▸ **STORED DATA**
==*==
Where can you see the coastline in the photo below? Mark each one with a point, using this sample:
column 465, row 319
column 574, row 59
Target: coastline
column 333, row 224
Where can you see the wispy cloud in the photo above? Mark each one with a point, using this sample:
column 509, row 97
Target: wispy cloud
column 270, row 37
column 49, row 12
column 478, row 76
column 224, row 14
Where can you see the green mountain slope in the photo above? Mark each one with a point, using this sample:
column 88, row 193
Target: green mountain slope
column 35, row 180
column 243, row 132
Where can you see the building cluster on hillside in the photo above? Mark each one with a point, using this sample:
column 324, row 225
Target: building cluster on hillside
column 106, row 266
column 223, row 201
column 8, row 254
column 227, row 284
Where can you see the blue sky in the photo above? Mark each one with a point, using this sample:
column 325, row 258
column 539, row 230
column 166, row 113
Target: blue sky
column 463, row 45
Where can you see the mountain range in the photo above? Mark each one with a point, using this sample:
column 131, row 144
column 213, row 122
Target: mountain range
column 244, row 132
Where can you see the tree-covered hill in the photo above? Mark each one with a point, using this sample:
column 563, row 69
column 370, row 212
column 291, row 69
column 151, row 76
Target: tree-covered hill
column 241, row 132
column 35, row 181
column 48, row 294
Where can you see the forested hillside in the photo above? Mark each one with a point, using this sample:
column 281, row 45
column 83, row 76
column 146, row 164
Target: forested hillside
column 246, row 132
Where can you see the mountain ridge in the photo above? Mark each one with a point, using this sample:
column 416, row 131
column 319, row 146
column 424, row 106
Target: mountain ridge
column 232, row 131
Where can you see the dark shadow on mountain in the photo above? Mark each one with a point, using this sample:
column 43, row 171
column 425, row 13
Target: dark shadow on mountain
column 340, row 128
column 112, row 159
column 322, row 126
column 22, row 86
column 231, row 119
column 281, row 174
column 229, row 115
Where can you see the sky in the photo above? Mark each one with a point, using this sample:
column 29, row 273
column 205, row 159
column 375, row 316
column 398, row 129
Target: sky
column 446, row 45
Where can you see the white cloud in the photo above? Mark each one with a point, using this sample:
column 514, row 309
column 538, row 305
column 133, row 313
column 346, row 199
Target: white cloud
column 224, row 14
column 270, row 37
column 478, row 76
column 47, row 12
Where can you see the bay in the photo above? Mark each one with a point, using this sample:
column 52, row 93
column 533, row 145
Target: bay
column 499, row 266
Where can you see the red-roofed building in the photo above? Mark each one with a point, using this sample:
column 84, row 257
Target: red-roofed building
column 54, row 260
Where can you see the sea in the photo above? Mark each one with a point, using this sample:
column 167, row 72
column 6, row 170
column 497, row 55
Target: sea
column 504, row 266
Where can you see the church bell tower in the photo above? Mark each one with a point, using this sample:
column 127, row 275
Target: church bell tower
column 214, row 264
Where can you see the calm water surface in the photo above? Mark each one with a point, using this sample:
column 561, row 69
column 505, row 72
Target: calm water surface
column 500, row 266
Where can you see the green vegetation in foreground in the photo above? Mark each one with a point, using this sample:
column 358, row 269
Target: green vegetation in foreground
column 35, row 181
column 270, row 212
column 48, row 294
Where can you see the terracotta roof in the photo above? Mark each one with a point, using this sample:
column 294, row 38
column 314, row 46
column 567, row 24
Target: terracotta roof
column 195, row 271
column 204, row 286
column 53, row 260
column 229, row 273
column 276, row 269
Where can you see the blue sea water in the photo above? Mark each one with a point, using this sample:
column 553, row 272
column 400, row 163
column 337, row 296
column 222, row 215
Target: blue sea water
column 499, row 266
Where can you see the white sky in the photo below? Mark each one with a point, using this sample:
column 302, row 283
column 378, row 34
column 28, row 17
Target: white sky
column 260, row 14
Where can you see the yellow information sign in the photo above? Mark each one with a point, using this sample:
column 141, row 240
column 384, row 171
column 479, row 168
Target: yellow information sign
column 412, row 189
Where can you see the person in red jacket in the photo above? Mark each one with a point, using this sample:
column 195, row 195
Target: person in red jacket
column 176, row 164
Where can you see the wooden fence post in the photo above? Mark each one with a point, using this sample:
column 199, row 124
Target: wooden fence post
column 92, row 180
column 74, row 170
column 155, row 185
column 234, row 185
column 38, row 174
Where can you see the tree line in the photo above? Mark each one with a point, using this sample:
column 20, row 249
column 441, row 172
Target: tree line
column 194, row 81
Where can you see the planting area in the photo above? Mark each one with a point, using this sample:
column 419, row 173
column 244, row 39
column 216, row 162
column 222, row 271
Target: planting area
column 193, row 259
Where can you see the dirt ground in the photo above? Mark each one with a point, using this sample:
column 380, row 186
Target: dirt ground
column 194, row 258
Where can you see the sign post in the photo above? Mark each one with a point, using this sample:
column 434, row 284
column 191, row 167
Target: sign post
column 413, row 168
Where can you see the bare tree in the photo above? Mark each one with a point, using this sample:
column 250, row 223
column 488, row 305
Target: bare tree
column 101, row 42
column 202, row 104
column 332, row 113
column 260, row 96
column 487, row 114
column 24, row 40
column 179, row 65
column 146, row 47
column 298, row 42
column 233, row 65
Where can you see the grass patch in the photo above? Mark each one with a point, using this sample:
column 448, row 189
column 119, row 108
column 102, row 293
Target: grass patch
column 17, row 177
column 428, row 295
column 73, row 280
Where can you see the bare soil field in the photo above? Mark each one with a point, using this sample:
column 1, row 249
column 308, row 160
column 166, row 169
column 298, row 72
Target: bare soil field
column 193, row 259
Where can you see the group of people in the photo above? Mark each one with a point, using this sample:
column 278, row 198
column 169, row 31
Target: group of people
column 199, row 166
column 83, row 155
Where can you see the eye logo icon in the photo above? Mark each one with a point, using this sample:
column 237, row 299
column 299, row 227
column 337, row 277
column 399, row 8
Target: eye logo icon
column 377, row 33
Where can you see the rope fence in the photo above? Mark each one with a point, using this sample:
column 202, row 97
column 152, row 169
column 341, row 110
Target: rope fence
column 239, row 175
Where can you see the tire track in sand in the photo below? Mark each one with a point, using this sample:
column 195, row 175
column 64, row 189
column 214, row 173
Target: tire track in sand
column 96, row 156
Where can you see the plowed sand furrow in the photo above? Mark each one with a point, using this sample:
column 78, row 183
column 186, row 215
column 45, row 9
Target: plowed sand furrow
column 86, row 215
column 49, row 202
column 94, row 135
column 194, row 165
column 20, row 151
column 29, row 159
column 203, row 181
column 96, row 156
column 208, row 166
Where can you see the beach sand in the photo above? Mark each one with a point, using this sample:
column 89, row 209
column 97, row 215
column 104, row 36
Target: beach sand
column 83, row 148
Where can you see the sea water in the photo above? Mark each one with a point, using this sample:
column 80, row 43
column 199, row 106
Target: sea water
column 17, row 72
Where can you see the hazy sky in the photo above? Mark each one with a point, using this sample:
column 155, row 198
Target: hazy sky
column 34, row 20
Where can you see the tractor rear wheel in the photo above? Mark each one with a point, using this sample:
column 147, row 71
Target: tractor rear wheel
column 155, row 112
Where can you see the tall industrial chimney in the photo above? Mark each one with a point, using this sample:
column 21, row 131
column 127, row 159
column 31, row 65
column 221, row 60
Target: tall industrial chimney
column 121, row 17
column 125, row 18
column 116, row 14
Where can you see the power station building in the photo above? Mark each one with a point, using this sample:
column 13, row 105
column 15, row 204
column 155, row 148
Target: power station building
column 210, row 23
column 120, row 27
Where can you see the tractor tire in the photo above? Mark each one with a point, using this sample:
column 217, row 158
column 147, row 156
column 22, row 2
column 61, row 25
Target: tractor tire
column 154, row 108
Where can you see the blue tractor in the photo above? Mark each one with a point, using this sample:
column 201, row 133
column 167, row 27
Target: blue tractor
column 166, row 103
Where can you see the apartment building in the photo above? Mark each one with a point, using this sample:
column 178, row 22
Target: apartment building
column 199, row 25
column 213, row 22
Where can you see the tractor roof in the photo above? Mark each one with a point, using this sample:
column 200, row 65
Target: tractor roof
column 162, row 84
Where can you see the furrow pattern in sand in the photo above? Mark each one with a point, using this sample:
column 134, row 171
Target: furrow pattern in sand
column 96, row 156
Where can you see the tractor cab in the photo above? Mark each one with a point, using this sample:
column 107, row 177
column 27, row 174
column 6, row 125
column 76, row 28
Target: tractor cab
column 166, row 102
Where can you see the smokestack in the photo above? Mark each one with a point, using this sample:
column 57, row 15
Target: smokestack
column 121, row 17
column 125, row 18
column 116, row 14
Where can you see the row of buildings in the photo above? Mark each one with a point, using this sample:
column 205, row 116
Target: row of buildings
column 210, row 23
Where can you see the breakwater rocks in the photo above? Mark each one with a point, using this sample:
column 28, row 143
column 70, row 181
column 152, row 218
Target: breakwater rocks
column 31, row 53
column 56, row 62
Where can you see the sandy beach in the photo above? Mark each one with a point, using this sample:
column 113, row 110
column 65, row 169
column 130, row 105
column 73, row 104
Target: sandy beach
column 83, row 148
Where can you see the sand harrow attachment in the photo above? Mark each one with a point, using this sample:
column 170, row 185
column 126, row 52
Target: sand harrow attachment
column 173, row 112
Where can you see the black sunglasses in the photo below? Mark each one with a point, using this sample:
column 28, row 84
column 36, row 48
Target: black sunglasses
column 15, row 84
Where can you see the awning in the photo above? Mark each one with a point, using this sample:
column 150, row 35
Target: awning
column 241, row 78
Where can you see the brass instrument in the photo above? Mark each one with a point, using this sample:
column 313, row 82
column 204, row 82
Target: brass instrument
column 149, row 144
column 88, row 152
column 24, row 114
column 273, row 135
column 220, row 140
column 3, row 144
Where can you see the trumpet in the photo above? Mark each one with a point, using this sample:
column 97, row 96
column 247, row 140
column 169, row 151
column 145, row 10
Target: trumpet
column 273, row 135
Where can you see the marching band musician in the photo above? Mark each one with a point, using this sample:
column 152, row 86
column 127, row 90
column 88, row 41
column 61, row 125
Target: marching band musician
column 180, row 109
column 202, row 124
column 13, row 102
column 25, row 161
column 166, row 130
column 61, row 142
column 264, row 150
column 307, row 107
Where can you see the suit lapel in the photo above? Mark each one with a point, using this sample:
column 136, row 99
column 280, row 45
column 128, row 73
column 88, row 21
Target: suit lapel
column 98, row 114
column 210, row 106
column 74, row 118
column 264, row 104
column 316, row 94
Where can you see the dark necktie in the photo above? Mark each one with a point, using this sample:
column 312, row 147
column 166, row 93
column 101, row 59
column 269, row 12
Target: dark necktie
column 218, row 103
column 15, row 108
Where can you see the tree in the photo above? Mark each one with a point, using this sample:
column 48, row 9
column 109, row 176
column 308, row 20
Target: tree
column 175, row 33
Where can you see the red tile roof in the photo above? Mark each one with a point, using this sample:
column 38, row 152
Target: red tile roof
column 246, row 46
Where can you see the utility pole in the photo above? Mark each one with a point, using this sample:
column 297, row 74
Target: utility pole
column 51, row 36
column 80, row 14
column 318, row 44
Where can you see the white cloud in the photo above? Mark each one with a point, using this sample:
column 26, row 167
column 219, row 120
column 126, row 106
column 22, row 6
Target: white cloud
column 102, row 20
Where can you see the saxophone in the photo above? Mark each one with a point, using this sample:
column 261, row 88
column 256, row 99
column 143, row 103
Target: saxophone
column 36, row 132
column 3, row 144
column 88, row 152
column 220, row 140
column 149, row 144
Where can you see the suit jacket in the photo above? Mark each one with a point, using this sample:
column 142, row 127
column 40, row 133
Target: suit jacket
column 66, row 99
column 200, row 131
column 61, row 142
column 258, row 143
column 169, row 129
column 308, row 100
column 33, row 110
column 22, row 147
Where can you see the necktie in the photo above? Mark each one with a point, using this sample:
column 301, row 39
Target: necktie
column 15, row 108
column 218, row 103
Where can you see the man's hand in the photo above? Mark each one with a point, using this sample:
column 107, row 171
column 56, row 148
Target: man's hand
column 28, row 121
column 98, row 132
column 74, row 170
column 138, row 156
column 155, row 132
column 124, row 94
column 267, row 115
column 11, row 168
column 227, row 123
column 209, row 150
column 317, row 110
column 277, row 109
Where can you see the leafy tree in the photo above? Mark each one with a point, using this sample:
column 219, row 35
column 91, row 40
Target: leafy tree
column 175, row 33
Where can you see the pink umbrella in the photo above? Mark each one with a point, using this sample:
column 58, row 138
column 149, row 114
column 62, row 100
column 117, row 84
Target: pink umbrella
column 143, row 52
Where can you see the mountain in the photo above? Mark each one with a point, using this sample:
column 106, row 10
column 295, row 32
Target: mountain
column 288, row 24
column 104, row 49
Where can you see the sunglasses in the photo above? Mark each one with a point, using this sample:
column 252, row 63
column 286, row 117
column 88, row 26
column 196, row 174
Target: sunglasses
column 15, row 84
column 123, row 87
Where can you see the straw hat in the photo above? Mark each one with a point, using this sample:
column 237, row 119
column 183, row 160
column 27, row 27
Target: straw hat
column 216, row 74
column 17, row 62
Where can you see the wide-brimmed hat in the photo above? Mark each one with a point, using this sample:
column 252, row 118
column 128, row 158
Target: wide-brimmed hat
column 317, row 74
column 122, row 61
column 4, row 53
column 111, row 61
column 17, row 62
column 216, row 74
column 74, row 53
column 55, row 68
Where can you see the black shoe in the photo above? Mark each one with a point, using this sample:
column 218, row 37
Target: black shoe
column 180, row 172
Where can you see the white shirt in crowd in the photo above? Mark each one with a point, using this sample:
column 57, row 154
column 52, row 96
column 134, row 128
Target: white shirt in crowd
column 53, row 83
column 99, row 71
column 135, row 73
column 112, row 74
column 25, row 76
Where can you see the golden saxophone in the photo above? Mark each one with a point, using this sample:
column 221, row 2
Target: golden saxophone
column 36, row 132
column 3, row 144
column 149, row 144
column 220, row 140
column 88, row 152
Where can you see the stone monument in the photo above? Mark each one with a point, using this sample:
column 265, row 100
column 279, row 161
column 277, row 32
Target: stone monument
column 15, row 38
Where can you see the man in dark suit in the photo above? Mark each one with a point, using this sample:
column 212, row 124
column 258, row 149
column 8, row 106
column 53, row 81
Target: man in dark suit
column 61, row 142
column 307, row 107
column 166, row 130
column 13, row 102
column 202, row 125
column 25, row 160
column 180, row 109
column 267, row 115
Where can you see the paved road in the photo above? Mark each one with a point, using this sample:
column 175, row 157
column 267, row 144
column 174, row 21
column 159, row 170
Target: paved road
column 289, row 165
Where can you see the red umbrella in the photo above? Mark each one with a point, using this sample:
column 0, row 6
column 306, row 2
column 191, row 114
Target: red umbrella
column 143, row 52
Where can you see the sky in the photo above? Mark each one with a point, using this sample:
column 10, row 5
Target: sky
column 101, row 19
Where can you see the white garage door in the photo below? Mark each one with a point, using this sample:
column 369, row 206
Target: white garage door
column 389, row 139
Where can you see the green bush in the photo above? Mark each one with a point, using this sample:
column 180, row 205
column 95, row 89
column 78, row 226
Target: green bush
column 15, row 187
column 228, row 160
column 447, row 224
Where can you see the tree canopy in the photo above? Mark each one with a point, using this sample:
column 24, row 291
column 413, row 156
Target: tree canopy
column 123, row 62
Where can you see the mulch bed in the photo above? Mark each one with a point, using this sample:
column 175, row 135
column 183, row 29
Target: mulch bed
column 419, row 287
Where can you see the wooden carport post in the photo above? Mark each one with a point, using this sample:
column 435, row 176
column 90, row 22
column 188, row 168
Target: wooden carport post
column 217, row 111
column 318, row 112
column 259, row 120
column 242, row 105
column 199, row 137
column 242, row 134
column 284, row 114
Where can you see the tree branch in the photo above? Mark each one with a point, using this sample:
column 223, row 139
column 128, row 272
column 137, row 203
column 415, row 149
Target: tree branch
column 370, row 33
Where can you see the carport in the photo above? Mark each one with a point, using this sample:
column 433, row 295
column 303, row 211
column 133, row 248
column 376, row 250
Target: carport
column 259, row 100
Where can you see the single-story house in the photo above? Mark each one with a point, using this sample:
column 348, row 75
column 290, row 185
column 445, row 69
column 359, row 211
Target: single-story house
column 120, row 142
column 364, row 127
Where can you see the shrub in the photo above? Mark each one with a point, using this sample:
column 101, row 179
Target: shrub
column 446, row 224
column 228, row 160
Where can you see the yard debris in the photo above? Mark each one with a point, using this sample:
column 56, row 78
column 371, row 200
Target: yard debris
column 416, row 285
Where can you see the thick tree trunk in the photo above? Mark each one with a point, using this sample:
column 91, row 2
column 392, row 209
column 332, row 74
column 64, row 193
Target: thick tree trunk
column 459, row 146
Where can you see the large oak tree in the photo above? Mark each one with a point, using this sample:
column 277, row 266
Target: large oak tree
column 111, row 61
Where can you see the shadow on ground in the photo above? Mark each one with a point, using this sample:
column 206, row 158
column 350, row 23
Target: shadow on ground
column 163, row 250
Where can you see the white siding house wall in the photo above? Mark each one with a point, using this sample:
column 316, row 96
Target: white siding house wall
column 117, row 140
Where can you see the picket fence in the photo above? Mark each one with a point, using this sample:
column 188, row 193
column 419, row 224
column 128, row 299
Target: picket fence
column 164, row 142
==*==
Using the entries above, return exactly the lines from the line with "Where can you see the bare soil" to the line with "column 45, row 9", counting both of those lines.

▸ **ANSWER SPACE**
Where can you see the bare soil field in the photo above? Mark each one with a point, using this sample:
column 1, row 249
column 308, row 160
column 166, row 169
column 298, row 72
Target: bare soil field
column 193, row 259
Where can you see the group of people in the photo above? Mark each one with a point, using this sample:
column 278, row 198
column 169, row 31
Target: group of people
column 199, row 166
column 83, row 155
Where can you see the eye logo icon in the photo above? Mark each one with a point, using this sample:
column 237, row 299
column 299, row 227
column 337, row 277
column 399, row 8
Target: eye logo icon
column 377, row 33
Where can you see the rope fence in the photo above? Mark each one with a point, using this sample:
column 202, row 97
column 152, row 169
column 341, row 110
Target: rope fence
column 239, row 175
Where can you see the tire track in sand in the photo below? Mark each one with a point, using this sample:
column 195, row 175
column 64, row 189
column 214, row 173
Target: tire track in sand
column 96, row 156
Where can you see the plowed sand furrow in the photo above? Mark each one with a point, using this sample:
column 78, row 183
column 186, row 215
column 45, row 9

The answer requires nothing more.